Realisasi Pendidikan Karakter Dalam Membentuk Sikap Intelektual 

Oleh :  Hastuti

Mahasiswa S1 Keperawatan Fakultas Kesehatan Universitas Samawa 

Pendidikan adalah suatu bimbingan yang diberikan atau diterapkan oleh suatu guru ataupun orang tua suatu anak dalam meningkatkan kualitas anak, dari segi kognitip ataupun akademik. Pendidikan salah satu bagian terpenting dalam memajukan suatu negara, dengan diterapkannya nilai-nilai milenial serta disingkronkan dengan nilai-nilai Pancasila.

Pendidikan salah satu pilar yang ikut menopang berdirinya sebuah peradaban yang disebut dengan Bangsa. Eksistensi suatu bangsa sangat ditentukan oleh karakter yang dimilikinya. Bangsa yang memiliki karakter kuat dapat menjadi bangsa yang bermartabat dan disegani oleh bangsa lain di seluruh dunia. Menjadi sebuah bangsa yang berkarakter, sudah menjadi tujuan bangsa Indonesia. Hal ini sesuai dengan Fungsi Pendidikan Nasional yang tertuang dalam UU No 20 Tahun 2003 tentang Sistem Pendidikan Nasional.

Salah satu kontribusi pemerintah dalam membantu masyarakat meningkatkan sistem pendidikan adalah menciptakan guru penggerak serta membangun sistem pendidikan yang ideal dan berkualitas. Setelah terimplementasinya kontribusi tersebut, orang tua juga dapat ikut berpatisipasi dalam membantu sistem pendidikan yang ideal dan berkualitas, dengan cara memberikan atau menerapkan prilaku yang identik dengan etika dan moral..
+ + +
SOAL> Salin bagian teks tentang pendidikan karakter dari "Pendidikan adalah suatu" sampai "Sistem Pendidikan Nasional." tanpa mengubah satu kata pun.

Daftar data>
+ + +
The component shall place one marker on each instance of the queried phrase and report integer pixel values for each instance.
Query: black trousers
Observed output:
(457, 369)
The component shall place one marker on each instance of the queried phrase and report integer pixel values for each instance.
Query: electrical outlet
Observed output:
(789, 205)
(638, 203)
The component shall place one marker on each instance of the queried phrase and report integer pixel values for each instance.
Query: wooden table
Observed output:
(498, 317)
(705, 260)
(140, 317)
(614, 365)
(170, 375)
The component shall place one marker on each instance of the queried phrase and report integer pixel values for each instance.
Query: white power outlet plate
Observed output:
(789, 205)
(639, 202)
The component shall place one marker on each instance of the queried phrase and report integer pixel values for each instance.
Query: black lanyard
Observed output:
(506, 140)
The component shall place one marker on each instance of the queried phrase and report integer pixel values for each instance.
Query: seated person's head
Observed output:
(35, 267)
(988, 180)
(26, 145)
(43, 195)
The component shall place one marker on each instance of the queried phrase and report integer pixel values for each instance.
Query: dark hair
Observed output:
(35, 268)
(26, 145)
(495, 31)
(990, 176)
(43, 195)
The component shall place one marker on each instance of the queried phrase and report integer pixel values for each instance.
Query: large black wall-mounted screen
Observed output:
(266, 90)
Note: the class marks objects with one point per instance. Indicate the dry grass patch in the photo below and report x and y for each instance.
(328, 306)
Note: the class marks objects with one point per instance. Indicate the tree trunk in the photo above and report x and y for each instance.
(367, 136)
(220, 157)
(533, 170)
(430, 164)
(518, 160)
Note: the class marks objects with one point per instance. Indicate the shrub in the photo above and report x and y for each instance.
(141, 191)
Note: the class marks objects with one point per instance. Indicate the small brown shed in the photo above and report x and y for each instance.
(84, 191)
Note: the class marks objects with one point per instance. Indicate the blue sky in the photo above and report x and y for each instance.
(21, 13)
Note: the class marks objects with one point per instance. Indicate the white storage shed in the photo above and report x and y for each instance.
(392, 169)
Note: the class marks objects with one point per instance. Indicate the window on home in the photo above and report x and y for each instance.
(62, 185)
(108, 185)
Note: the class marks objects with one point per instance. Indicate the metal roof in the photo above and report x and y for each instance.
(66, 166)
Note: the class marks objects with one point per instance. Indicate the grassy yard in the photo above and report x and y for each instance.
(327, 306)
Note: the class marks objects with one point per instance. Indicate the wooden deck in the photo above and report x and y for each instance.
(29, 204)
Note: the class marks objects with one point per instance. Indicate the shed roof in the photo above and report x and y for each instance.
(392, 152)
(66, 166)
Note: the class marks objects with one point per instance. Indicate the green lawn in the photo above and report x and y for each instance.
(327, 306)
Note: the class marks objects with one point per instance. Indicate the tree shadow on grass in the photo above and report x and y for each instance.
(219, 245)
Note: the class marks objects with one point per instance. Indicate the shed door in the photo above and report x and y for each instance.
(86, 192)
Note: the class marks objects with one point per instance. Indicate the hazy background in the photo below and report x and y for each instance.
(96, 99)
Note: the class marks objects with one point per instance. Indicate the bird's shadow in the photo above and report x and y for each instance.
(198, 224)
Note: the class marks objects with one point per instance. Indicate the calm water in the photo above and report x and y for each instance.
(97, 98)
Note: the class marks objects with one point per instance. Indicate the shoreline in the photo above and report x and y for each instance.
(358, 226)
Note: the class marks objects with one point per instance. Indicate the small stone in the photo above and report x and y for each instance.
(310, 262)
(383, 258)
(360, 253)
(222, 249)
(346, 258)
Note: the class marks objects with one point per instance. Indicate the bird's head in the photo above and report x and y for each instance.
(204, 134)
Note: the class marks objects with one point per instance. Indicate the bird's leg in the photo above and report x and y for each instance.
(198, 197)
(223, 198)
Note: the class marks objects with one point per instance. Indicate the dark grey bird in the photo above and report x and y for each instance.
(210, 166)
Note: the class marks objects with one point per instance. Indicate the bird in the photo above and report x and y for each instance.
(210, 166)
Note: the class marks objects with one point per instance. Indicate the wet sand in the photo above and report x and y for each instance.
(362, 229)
+ + +
HASIL TUGAS>
Pendidikan adalah suatu bimbingan yang diberikan atau diterapkan oleh suatu guru ataupun orang tua suatu anak dalam meningkatkan kualitas anak, dari segi kognitip ataupun akademik. Pendidikan salah satu bagian terpenting dalam memajukan suatu negara, dengan diterapkannya nilai-nilai milenial serta disingkronkan dengan nilai-nilai Pancasila.

Pendidikan salah satu pilar yang ikut menopang berdirinya sebuah peradaban yang disebut dengan Bangsa. Eksistensi suatu bangsa sangat ditentukan oleh karakter yang dimilikinya. Bangsa yang memiliki karakter kuat dapat menjadi bangsa yang bermartabat dan disegani oleh bangsa lain di seluruh dunia. Menjadi sebuah bangsa yang berkarakter, sudah menjadi tujuan bangsa Indonesia. Hal ini sesuai dengan Fungsi Pendidikan Nasional yang tertuang dalam UU No 20 Tahun 2003 tentang Sistem Pendidikan Nasional.